#### Goal of the exercise:
Please turn the items below into a numbered list, leaving out any blank lines.

-.-.-

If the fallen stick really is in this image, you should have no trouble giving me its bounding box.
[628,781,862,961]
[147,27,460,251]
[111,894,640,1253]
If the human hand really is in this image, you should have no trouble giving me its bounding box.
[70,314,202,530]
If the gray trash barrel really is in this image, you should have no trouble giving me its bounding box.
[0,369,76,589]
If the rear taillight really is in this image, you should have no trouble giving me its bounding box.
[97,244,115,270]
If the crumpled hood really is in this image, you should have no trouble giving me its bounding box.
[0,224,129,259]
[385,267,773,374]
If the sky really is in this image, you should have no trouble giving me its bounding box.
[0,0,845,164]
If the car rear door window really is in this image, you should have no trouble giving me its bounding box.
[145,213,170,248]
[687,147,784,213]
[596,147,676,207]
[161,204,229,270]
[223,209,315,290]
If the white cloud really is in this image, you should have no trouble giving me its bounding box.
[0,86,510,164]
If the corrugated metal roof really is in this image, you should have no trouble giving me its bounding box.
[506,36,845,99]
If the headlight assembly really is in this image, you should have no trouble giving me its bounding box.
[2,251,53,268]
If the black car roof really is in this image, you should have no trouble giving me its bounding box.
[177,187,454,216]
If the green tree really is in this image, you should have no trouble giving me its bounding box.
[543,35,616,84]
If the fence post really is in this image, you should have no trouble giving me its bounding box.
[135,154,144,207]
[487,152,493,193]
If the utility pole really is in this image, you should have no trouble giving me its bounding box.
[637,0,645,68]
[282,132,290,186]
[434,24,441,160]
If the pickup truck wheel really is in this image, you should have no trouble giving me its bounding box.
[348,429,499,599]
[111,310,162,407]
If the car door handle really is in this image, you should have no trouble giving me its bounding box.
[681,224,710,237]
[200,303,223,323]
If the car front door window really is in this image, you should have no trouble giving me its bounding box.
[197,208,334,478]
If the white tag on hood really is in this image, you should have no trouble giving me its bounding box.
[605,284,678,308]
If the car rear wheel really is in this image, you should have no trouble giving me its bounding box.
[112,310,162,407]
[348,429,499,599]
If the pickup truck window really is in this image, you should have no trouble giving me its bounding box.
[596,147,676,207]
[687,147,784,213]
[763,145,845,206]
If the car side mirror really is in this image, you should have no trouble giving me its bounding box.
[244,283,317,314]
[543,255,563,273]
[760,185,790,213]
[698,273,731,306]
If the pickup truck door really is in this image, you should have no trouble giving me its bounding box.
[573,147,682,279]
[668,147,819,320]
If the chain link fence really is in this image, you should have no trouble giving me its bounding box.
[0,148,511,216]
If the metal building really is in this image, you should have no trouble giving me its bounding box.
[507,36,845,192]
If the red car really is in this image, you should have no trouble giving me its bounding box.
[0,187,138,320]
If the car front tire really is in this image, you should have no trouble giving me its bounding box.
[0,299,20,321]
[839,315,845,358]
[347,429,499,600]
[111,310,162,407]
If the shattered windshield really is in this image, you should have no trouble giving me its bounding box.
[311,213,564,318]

-.-.-

#### The response:
1. If the fallen stick really is in this image, you should have no trouble giving me its bounding box.
2. [628,781,862,961]
3. [147,27,460,251]
4. [111,894,640,1253]
5. If the human hand really is in this image, you should have no trouble giving me its bounding box.
6. [70,314,202,530]
7. If the gray trash barrel really is in this image, you should have no trouble giving me its bounding box.
8. [0,369,76,589]
9. If the rear taillight really is in this image, you should have no trouble giving me its bounding box.
10. [97,244,115,270]
11. If the crumpled hood really is in this image, you should have no trouble giving me its bounding box.
12. [0,224,129,259]
13. [385,267,773,374]
14. If the sky really is in this image, you should have no trouble giving me its bounding box.
15. [0,0,845,164]
16. If the car rear door window really is in this image, you should have no trouble giving me its bounding box.
17. [145,213,170,248]
18. [687,147,784,213]
19. [596,147,676,207]
20. [161,204,229,270]
21. [223,209,315,290]
22. If the white cloud really is in this image, you should have no trouble giving me its bounding box.
23. [0,86,510,164]
24. If the corrugated metal roof really is in this image, you should have no trouble giving me its bounding box.
25. [506,36,845,99]
26. If the headlight assembly really is in this image, you should have no trouble giving me its bounding box.
27. [2,251,53,268]
28. If the black car roof really is in this image, you should have no trouble giving me its bounding box.
29. [177,187,454,216]
30. If the green tree really is in this image, you should have no trouble giving me its bounding box.
31. [543,35,616,84]
32. If the fence post really is in this image, you should have no trouble giving me its bounding box.
33. [135,154,144,207]
34. [487,152,493,193]
35. If the utility pole really is in this image, you should have no trouble giving me its bounding box.
36. [637,0,645,68]
37. [282,132,290,186]
38. [434,24,441,160]
39. If the pickup truck wheel really is in this image, you should have no trouble giving me its bounding box.
40. [348,429,499,599]
41. [111,310,162,407]
42. If the car door handle really is in this image, you should have no trouble giving me its bounding box.
43. [681,224,710,237]
44. [200,303,223,323]
45. If the car front door window really is in this image, you should have no trouble giving me its bounding box.
46. [197,208,334,478]
47. If the white tag on hood really is in this image, you should have no trouble giving me its bounding box.
48. [605,284,678,308]
49. If the car rear wheel really is in this image, you should have no trouble giving me its bounding box.
50. [112,310,162,407]
51. [348,429,499,599]
52. If the pickup truck window really is in this image, you should have no trouble giving me its bounding box.
53. [596,147,676,207]
54. [687,147,784,213]
55. [763,145,845,206]
56. If the car side mirror really is in this image, you should have no trouble giving me its bounding box.
57. [244,283,317,314]
58. [543,255,563,273]
59. [760,185,790,213]
60. [698,273,731,306]
61. If the pickup truck door really is in this image, you should have no trouble giving me its bounding box.
62. [573,147,682,279]
63. [668,147,819,320]
64. If the chain link fence really is in this image, you should have no trouble giving me its bounding box.
65. [0,148,511,216]
66. If the metal building really is in this image, you should have no trouble giving me its bounding box.
67. [507,36,845,192]
68. If the red car really is in this image, you should have no trouble giving me its bounding box.
69. [0,187,138,320]
70. If the car front tire really is in this image, you should have no trouble giving me its bounding box.
71. [0,299,20,321]
72. [839,315,845,358]
73. [347,429,499,600]
74. [111,310,162,407]
75. If the shattered windshield really is in this image, you should have no trouble giving me its bounding box.
76. [311,213,564,318]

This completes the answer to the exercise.